[Opening Exercise passage section]

A pro-oxidant dose would be more appropriate for treatment of cancer or infection under the supervision of a physician. However, even then, a 5000 mg dose of resveratrol induced rapid kidney failure among multiple myeloma patients and the study had to be halted. This was likely due to pooling of resveratrol in the kidneys prior to excretion (Sirtris Pharmaceuticals study, SRT501 drug, unpublished).

Such overdoses of polyphenols are known to produce frontal headaches (likely from induced anemia, particularly in menstruating females who are deficient in iron), anxiety reactions, skin rash and flu-like symptoms.

In addition to the polyphenols employed in this study, carnitine and lipoic acid also control iron and represent over-chelation.

The contention that these polyphenols are not biologically available due to liver metabolization is another myth created by biologists who want to develop drug analogs over dietary supplements.

However, a recently published study shows that liver metabolites of resveratrol exhibited equal and comparable degree of biological activity as free unbound resveratrol.(

The immediate bioavailability of resveratrol and other polyphenols may be enhanced by accompaniment with other natural molecules (quercetin, piperine), but eventually all are detoxified by the liver (conjugated with glucuronate and sulfate) because they are perceived as a potential biological threat, which is why they are detoxed in the first place.

Resveratrol and other polyphenols are released from glucuronate by the enzyme glucuronidase, which is abundant at the site of inflammation, infection and malignancy. Therefore, resveratrol and other polyphenols are delivered in free unbound form at the right time and place via "nature's drug delivery system." Some Rx drugs are pre-gluconidated for this very purpose.

Furthermore, calorie restriction and resveratrol may activate the same genes but health benefits may only be measurable among unhealthy individuals. ( )

If biologists had intentionally set out to intentionally overdose human subjects with polyphenols and to negate the known hormesis effects and measure disease markers rather than longevity markers, they couldn't have done a better job. -- Bill Sardi, Resveratrol Partners LLC

Posted by: Bill Sardi at September 8th, 2013 5:57 PM

Why can I not access this paper? Has it been pulled off the net? Call it crazy, but I'd like to actually see the results before accepting the authors' conclusions or making any comments.

Posted by: Walter Crompton at October 14th, 2013 12:18 PM

@Walter Crompton: They bumped it to the next issue, apparently, which changed the URL. I've fixed that, so the link should work now.

[Closing Exercise passage section]

# [Task requirements]
1. Decide whether each statement agrees with the resveratrol passage, answering yes or no and quoting the words that settle it: (a) A 5000 mg dose of resveratrol brought on rapid kidney failure among multiple myeloma patients. (b) The enzyme glucuronidase is scarce at sites of inflammation. (c) Liver metabolites of resveratrol showed less biological activity than free unbound resveratrol.
2. Transcribe the stretch of the resveratrol passage from "Furthermore, calorie restriction" through "should work now.".

[Opening Data section]

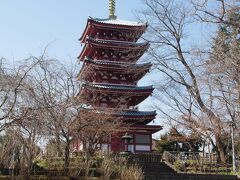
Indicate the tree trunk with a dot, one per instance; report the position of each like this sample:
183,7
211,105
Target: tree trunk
220,149
66,158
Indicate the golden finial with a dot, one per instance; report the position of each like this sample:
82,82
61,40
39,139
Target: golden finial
112,9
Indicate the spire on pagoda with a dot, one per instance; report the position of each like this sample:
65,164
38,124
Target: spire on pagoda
112,9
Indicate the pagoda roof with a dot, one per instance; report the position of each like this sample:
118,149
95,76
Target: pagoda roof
136,113
117,43
117,22
117,63
116,67
120,87
111,44
130,95
132,117
146,128
110,23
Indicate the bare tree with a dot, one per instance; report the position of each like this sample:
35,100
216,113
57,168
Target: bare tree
180,65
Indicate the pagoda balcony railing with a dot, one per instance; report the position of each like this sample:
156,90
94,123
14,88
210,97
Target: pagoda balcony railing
117,86
120,110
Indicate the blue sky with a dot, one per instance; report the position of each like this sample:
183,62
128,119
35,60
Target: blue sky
28,26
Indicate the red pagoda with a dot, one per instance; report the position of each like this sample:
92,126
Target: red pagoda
110,75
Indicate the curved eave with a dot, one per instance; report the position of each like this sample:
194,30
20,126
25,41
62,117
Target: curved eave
149,128
128,114
114,43
108,25
105,63
138,70
119,88
109,44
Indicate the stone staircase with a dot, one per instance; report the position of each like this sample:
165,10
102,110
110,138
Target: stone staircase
160,171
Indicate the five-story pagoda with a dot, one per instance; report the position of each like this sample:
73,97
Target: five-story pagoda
110,75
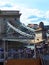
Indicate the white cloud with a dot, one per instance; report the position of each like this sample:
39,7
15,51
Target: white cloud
26,12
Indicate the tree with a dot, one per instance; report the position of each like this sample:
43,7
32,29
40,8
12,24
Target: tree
41,25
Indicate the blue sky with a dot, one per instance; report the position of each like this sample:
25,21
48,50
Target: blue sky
33,11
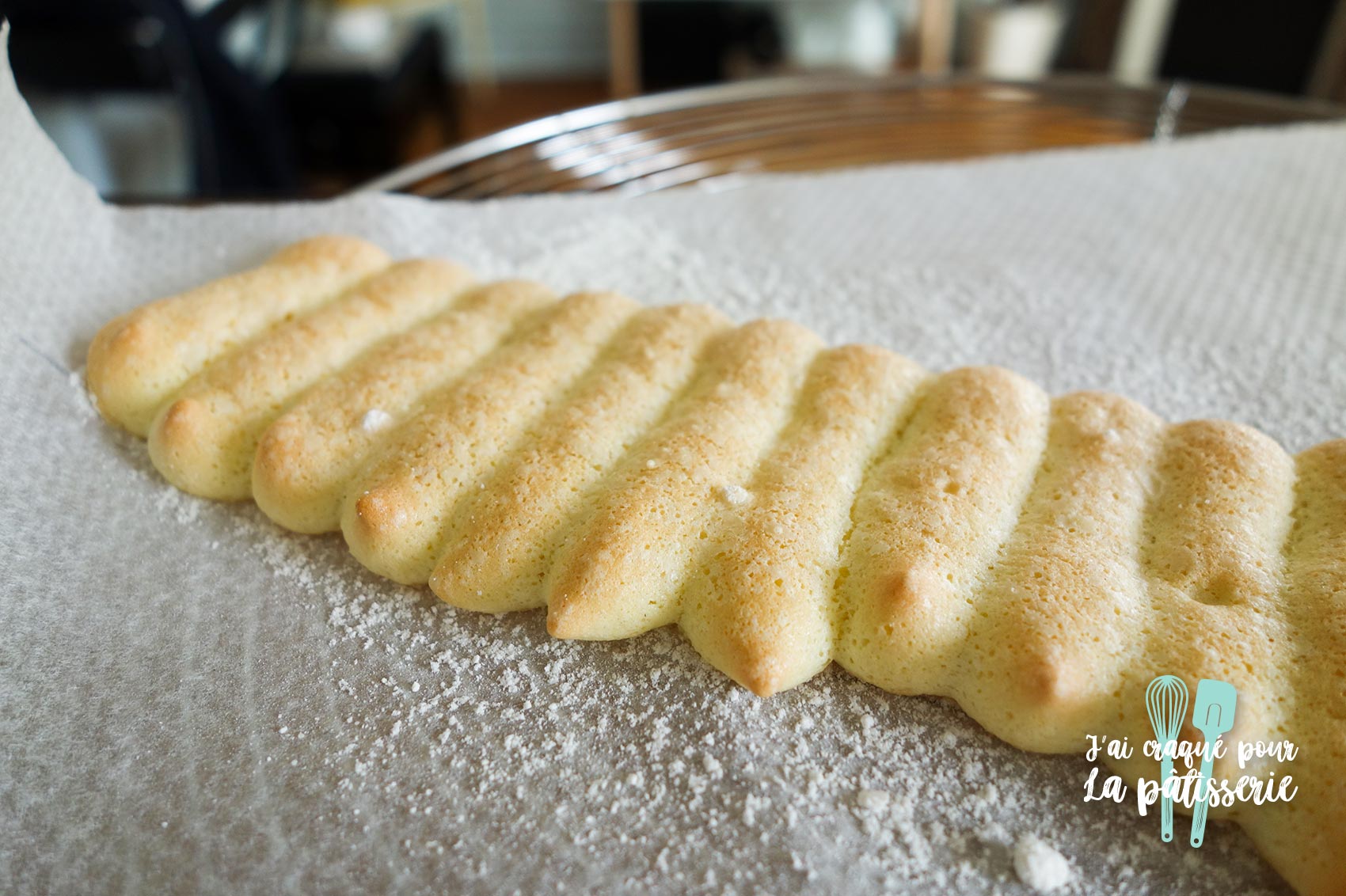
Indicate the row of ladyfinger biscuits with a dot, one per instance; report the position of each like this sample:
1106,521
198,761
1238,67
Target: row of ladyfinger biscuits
788,505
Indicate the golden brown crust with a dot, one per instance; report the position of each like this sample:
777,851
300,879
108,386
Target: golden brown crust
961,534
140,358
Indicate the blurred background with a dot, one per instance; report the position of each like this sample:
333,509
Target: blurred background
190,100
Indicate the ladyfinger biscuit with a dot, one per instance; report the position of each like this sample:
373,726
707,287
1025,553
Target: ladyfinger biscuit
500,544
1303,837
400,503
307,457
1070,565
957,534
930,521
623,565
140,358
763,613
203,442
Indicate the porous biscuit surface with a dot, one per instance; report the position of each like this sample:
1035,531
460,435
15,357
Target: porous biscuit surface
788,505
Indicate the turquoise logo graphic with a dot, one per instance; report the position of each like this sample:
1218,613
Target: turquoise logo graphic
1196,788
1211,715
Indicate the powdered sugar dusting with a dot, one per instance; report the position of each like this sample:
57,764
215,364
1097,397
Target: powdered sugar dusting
196,700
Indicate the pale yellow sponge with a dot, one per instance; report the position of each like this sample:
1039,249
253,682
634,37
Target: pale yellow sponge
788,505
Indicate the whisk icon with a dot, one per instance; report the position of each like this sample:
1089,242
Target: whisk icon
1166,701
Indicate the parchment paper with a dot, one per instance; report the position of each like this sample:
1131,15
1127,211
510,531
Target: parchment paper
196,701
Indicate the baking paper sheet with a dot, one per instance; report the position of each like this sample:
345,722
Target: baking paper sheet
194,701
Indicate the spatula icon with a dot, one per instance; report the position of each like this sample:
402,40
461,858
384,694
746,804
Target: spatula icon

[Closing Data section]

# [List of solutions]
1.
(a) Yes: "a 5000 mg dose of resveratrol induced rapid kidney failure among multiple myeloma patients"
(b) No: "the enzyme glucuronidase, which is abundant at the site of inflammation, infection and malignancy"
(c) No: "liver metabolites of resveratrol exhibited equal and comparable degree of biological activity as free unbound resveratrol"

2.
Furthermore, calorie restriction and resveratrol may activate the same genes but health benefits may only be measurable among unhealthy individuals. ( )

If biologists had intentionally set out to intentionally overdose human subjects with polyphenols and to negate the known hormesis effects and measure disease markers rather than longevity markers, they couldn't have done a better job. -- Bill Sardi, Resveratrol Partners LLC

Posted by: Bill Sardi at September 8th, 2013 5:57 PM

Why can I not access this paper? Has it been pulled off the net? Call it crazy, but I'd like to actually see the results before accepting the authors' conclusions or making any comments.

Posted by: Walter Crompton at October 14th, 2013 12:18 PM

@Walter Crompton: They bumped it to the next issue, apparently, which changed the URL. I've fixed that, so the link should work now.